━━━ MATERIAL SUPPLIED ━━━

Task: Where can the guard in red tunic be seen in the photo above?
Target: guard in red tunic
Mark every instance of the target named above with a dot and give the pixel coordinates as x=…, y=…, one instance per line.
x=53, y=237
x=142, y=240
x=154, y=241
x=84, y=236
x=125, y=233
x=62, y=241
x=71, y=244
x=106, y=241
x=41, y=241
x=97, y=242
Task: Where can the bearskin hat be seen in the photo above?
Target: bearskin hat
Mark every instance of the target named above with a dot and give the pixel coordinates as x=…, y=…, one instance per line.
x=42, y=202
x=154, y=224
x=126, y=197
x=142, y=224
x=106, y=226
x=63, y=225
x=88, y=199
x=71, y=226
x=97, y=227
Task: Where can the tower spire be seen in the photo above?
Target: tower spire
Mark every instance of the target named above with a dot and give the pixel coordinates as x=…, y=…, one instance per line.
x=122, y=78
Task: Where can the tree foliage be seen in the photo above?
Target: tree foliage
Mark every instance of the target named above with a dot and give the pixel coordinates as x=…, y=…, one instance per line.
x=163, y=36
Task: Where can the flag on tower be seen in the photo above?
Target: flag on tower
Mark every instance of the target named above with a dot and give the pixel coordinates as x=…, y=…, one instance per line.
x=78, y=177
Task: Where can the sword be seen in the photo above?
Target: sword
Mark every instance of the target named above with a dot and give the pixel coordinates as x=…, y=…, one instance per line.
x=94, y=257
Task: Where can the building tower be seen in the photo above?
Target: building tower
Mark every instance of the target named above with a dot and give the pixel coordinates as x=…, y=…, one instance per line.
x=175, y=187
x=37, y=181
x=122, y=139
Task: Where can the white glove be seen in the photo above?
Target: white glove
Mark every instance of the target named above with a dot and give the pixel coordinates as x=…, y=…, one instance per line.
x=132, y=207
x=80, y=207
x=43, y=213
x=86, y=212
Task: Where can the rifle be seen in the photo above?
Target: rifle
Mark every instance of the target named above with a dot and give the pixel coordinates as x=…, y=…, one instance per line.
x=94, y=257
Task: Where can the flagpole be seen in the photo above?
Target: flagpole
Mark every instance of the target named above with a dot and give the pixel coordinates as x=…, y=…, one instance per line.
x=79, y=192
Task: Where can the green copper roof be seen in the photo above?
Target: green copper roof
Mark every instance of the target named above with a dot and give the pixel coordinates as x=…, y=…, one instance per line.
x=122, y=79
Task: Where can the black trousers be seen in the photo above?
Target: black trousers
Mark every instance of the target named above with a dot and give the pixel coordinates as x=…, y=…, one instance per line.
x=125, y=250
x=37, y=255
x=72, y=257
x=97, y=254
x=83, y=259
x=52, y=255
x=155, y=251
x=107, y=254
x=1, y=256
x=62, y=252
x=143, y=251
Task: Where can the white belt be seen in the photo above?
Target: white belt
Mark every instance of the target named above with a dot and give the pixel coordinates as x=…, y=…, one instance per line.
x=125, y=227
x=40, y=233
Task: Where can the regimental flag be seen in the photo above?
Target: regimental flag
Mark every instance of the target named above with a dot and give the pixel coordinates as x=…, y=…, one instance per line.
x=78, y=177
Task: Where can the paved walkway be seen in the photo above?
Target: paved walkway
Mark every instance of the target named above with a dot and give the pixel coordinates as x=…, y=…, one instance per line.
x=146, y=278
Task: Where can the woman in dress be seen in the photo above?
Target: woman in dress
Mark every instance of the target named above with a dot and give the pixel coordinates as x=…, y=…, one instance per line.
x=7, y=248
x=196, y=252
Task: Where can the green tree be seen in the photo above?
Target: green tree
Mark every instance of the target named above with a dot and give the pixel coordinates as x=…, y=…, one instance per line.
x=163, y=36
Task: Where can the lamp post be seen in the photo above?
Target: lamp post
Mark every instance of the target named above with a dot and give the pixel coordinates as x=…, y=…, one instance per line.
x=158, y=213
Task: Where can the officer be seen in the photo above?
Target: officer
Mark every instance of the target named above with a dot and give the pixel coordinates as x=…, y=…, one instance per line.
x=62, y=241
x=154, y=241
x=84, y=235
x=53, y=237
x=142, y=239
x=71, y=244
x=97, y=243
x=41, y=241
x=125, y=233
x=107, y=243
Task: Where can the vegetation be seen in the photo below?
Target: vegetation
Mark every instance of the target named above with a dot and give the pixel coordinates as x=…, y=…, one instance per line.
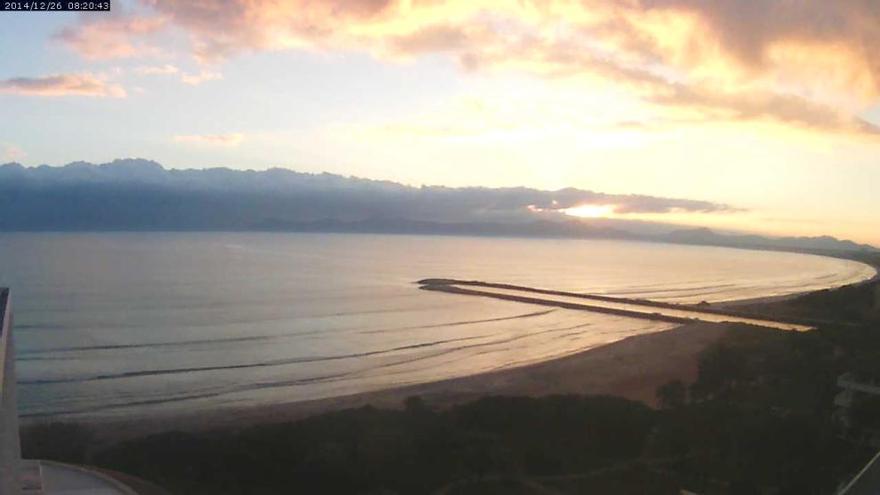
x=757, y=420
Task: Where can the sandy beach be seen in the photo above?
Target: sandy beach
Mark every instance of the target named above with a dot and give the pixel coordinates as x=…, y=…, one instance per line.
x=632, y=368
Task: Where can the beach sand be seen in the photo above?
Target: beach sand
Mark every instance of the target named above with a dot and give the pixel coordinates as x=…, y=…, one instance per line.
x=632, y=368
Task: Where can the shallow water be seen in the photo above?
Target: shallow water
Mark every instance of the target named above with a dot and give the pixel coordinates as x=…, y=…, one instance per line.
x=124, y=324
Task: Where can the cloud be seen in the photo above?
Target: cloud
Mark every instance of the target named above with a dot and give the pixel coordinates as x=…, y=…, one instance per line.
x=157, y=70
x=233, y=139
x=199, y=78
x=114, y=37
x=806, y=63
x=83, y=84
x=11, y=152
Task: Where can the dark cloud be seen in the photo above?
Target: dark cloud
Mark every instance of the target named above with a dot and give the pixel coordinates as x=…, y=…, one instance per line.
x=214, y=196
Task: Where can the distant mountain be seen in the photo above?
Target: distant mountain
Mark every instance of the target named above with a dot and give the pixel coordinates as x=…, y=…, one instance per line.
x=141, y=195
x=704, y=236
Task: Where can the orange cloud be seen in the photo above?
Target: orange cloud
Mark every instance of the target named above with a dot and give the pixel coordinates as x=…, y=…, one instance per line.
x=233, y=139
x=62, y=85
x=734, y=60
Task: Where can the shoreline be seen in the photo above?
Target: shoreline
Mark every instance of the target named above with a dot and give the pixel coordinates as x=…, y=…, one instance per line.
x=631, y=368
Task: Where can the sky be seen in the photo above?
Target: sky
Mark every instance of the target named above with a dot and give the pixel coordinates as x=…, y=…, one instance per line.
x=768, y=108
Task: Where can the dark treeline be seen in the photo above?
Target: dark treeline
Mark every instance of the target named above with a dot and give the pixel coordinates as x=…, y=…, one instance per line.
x=759, y=419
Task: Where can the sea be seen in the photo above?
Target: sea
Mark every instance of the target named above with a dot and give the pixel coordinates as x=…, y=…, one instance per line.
x=144, y=324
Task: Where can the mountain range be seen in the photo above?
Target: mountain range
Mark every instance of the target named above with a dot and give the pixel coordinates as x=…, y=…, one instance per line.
x=141, y=195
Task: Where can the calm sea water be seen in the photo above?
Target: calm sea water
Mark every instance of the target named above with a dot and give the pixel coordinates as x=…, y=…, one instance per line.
x=128, y=324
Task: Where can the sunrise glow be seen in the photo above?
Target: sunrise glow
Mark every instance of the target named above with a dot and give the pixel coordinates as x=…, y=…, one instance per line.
x=590, y=211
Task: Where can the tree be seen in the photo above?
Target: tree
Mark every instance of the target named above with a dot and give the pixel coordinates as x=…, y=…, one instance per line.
x=672, y=394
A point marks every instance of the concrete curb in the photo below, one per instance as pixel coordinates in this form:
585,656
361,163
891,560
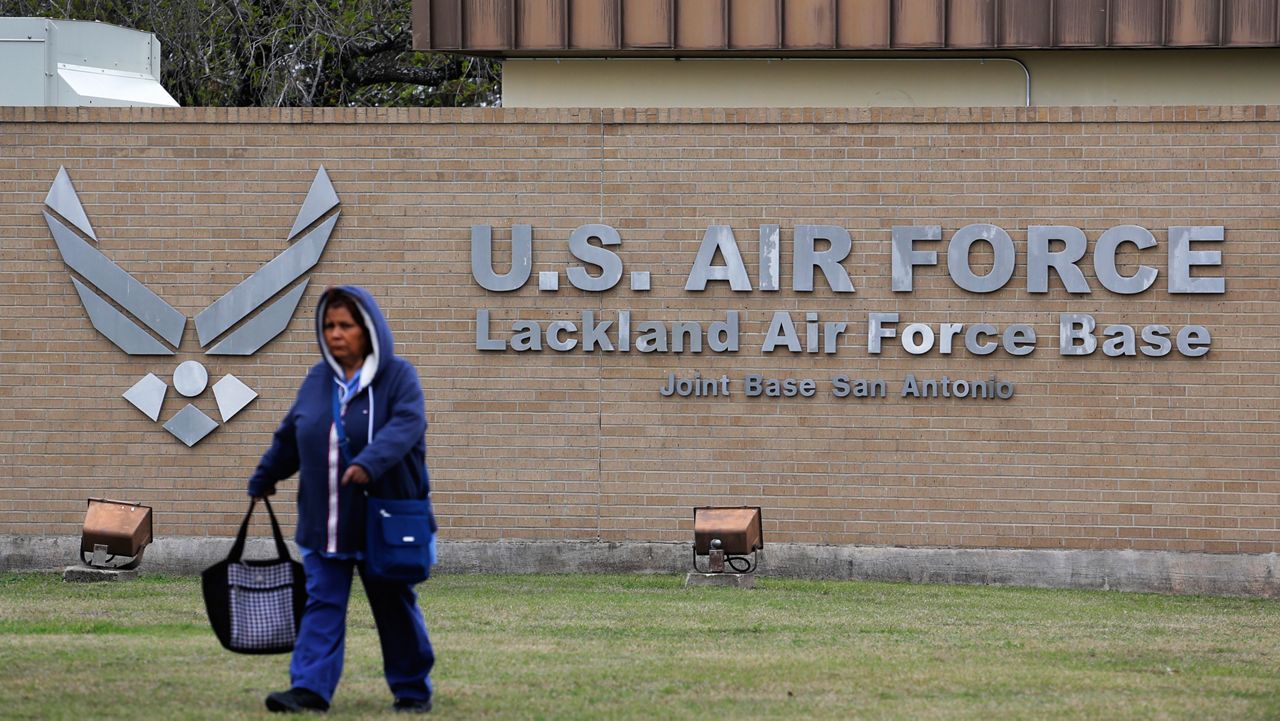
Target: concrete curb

━━━

## EXERCISE AIM
Send back exactly the lines of the listing above starting at the one with "Task: Where can the mountain" and ending at the one with "Target: sunrise glow", inclusive, and no others.

## ANSWER BELOW
Task: Where can the mountain range be seen in the photo above?
Target: mountain range
Mark every instance of the target named above with a dot and give the pixel coordinates as x=…, y=…, one instance per line.
x=141, y=195
Task: Where can the calm sea water be seen in the photo above?
Target: calm sea water
Mark every instance of the target named above with a dot and give the pixel coordinates as x=…, y=…, one instance per line.
x=128, y=324
Task: Where can the sunrise glow be seen in the photo above?
Target: sunrise glow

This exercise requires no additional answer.